==== Text block ====
The government voting as one to destroy the fight of women over decades is both extraordinary and yet also eerily mundane – for it is everything this government has done to too many already:
Disabled, poor, homeless, Māori, unemployed, nurses, doctors, public servants, workers overall.
As I wrote last July: First they came for the Māori, but I was too busy making dinner
Who was paying attention?
Brooke Van Velden announced the plan yesterday with a measure of professional pride:
The days of women “fishing for discrimination” are over.
“Equal pay is about gender based and sex based discrimination. Genuine discrimination. We believe that those settings have been muddled.”
In other words, there is no real discrimination here.
Get in line:
Behind the men.
Who in turn, will mostly stand under the “wealthy and sorted”.
For no claim of yours from hereon will succeed under our terms. And the 33 claims in progress are dead on arrival.
====
> [Objective 1]: In the equal pay commentary, who announced the plan?
> [Objective 2]: Update the equal pay commentary from "Who in turn, will" through "dead on arrival.", putting "rich and comfortable" in place of "wealthy and sorted".
==== Stored data ====
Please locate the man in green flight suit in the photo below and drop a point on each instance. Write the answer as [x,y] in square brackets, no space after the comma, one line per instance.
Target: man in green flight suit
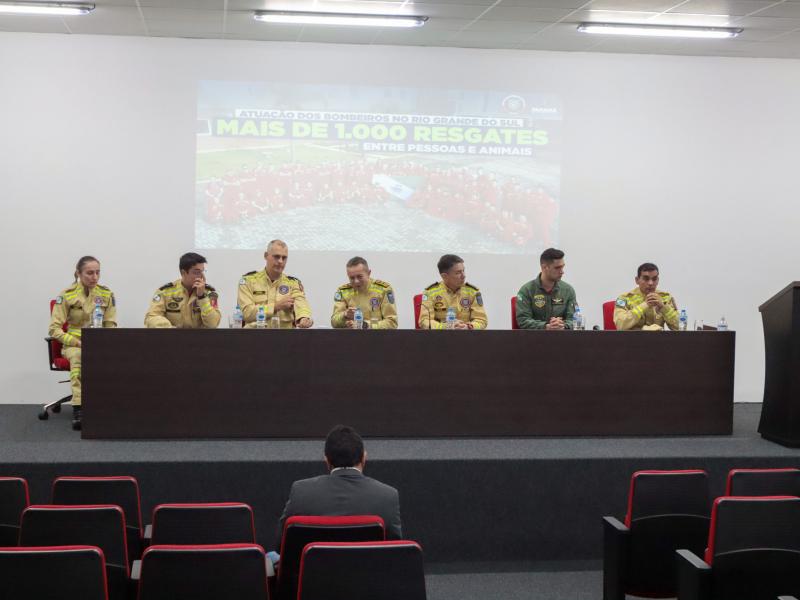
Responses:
[547,302]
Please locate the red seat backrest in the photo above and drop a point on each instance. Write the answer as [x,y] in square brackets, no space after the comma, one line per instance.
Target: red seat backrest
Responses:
[58,362]
[608,315]
[514,324]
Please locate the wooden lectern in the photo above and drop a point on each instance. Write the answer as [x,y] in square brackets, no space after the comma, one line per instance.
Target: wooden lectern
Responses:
[780,413]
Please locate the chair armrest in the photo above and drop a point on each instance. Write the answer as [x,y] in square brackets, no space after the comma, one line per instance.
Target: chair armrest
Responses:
[694,576]
[616,544]
[136,570]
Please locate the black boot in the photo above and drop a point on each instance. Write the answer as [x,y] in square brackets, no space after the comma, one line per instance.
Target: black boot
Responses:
[76,418]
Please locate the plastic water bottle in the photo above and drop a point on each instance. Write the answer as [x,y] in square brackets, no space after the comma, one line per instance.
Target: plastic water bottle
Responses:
[261,318]
[97,317]
[238,319]
[683,320]
[450,320]
[577,319]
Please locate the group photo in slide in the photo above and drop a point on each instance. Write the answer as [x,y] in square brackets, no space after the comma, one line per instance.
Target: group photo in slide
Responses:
[386,169]
[400,300]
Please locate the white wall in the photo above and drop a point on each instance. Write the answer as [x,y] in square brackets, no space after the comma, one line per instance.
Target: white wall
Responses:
[690,162]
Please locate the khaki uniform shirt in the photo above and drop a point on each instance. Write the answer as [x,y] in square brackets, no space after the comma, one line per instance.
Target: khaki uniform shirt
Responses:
[632,312]
[376,303]
[75,307]
[467,301]
[257,289]
[175,306]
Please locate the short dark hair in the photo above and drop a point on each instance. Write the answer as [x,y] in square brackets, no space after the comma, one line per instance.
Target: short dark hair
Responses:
[344,447]
[646,267]
[357,260]
[550,255]
[447,262]
[189,260]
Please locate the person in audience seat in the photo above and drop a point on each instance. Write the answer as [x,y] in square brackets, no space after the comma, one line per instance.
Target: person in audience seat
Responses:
[345,490]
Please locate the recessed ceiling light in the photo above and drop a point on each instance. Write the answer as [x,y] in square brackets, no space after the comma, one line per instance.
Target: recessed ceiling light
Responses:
[346,19]
[45,8]
[659,30]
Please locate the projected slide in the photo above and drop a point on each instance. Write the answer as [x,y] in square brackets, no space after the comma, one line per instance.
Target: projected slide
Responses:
[386,169]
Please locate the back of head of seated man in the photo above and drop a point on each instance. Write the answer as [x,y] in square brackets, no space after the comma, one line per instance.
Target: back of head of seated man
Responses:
[344,490]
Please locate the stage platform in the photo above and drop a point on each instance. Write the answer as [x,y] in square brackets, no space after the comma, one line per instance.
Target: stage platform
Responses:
[526,510]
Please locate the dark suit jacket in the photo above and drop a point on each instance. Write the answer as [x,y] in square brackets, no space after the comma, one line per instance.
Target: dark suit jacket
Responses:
[345,492]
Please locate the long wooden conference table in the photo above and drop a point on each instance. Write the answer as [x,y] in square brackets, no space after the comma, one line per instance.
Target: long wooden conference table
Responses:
[226,383]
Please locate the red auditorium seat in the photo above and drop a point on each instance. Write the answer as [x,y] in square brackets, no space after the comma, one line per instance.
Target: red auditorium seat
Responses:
[514,324]
[121,490]
[212,572]
[667,510]
[62,572]
[753,551]
[763,482]
[362,571]
[14,498]
[203,524]
[298,531]
[100,525]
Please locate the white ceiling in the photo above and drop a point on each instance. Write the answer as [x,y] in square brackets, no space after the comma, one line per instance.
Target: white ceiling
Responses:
[771,28]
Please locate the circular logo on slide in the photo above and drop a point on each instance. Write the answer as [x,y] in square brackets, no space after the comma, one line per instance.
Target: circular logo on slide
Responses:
[514,104]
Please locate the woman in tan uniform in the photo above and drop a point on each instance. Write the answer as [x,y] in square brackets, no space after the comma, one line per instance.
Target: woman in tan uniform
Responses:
[75,307]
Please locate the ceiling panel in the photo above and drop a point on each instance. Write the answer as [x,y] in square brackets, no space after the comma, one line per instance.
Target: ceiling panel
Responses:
[771,27]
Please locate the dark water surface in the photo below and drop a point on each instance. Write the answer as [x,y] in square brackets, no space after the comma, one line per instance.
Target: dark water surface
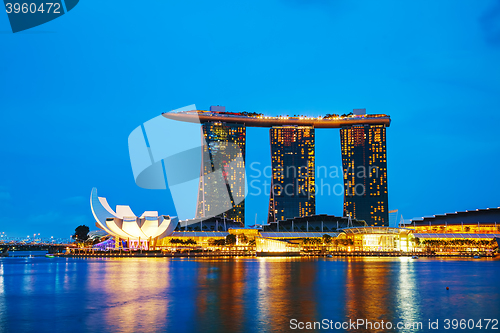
====
> [Final answer 1]: Brooke Van Velden

> [Final answer 2]:
Who in turn, will mostly stand under the “rich and comfortable”.
For no claim of yours from hereon will succeed under our terms. And the 33 claims in progress are dead on arrival.